Which lines run from the one containing "stainless steel countertop" to the end of the entries? Quote them exactly, and nothing else.

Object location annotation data
-----

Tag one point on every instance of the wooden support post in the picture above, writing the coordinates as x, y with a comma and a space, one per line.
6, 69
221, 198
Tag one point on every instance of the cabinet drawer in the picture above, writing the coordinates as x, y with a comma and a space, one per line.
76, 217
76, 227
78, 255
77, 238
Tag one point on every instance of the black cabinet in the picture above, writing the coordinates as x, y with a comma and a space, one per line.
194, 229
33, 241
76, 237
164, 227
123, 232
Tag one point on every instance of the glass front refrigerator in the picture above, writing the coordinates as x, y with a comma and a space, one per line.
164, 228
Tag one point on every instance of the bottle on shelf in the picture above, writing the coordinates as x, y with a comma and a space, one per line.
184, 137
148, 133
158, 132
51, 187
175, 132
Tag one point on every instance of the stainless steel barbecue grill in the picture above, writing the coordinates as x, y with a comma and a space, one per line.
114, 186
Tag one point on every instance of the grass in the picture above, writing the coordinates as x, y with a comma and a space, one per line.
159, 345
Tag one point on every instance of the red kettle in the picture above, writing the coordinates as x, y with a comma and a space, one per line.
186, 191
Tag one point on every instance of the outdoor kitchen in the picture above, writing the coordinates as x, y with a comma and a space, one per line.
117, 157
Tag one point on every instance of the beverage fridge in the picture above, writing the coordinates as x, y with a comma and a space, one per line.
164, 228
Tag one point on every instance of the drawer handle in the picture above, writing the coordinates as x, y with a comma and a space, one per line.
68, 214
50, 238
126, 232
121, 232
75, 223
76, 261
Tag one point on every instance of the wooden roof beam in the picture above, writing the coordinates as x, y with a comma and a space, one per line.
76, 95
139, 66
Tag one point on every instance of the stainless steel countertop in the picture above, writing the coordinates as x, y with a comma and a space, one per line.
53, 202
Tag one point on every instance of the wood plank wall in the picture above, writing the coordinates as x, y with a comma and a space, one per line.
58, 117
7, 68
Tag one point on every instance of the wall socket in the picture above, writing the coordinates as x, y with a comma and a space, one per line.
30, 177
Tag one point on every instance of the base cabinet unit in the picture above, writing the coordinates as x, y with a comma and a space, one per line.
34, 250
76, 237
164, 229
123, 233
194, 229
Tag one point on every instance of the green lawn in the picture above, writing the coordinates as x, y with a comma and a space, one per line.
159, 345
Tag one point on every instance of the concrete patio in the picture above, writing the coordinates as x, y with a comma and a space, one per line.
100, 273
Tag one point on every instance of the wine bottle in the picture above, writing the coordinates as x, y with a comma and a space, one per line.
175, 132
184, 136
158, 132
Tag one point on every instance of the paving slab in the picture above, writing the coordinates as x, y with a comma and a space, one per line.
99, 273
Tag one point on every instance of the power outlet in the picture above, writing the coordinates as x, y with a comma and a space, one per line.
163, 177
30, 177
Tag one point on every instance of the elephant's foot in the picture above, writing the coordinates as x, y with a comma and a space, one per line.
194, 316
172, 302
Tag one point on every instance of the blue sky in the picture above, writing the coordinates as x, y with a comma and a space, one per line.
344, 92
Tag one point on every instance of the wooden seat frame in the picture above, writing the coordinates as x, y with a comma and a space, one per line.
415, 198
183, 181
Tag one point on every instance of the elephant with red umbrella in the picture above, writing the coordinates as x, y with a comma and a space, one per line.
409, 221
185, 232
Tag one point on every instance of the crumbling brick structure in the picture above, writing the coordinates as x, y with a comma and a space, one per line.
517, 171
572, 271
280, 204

-----

- EXERCISE OUTPUT
Tag one point on every instance of the stainless steel countertop in the picture above, writing the coordinates as x, y with a comma and a space, one per line.
53, 202
Tag one point on every instance of the wood plank wall in the picture above, writing the coordinates as x, y with a comma and a space, one per line.
58, 117
7, 68
Tag one point on every instance of the wall socket in the picture above, writing the coordinates as x, y with a comma and a space, one per line.
30, 177
Tag one point on every instance of the base cabinet unit in the picture above, writing the coordinates as x, y with a comma and a space, one per line.
34, 250
76, 237
164, 229
123, 233
194, 229
Tag one point on every instance of the green lawn in the picture above, writing the coordinates as x, y with a comma and a space, one per line.
159, 345
Tag one point on every instance of the concrete patio in the picture above, writing the coordinates as x, y with a comma and a space, one per line.
100, 273
Tag one point on every instance of the wine bottle in the picture above, writing the coordinates as x, y with a comma and a space, one per line.
175, 132
184, 136
158, 132
Tag one point on every instance of the paving slab in the picture above, writing the coordinates as x, y with a comma and a space, one per line.
99, 273
Tag one point on every instance of the power outlet in the picture above, writing the coordinates as x, y with a comma and a space, one per line.
163, 177
30, 177
Tag one point on every instance of the elephant's foot in the picture above, writing the coordinates as x, y with a comma and a space, one per line.
194, 316
172, 302
Tag one point on every instance of the blue sky in the picture above, writing the coordinates as x, y with a comma and a space, one per line.
344, 92
Tag one point on every instance of the wooden seat frame in the picture above, writing the coordinates as x, y with a comma and a space, one per line.
415, 198
183, 181
Tag one point on every instance of the elephant with red umbrella in the picture above, writing the coordinates as x, y with a comma and a space, one per line.
409, 221
185, 232
Tag one point on every instance of the crumbling brick structure in the picture above, writing the coordinates as x, y with a comma and a space, one per line.
517, 171
572, 271
280, 204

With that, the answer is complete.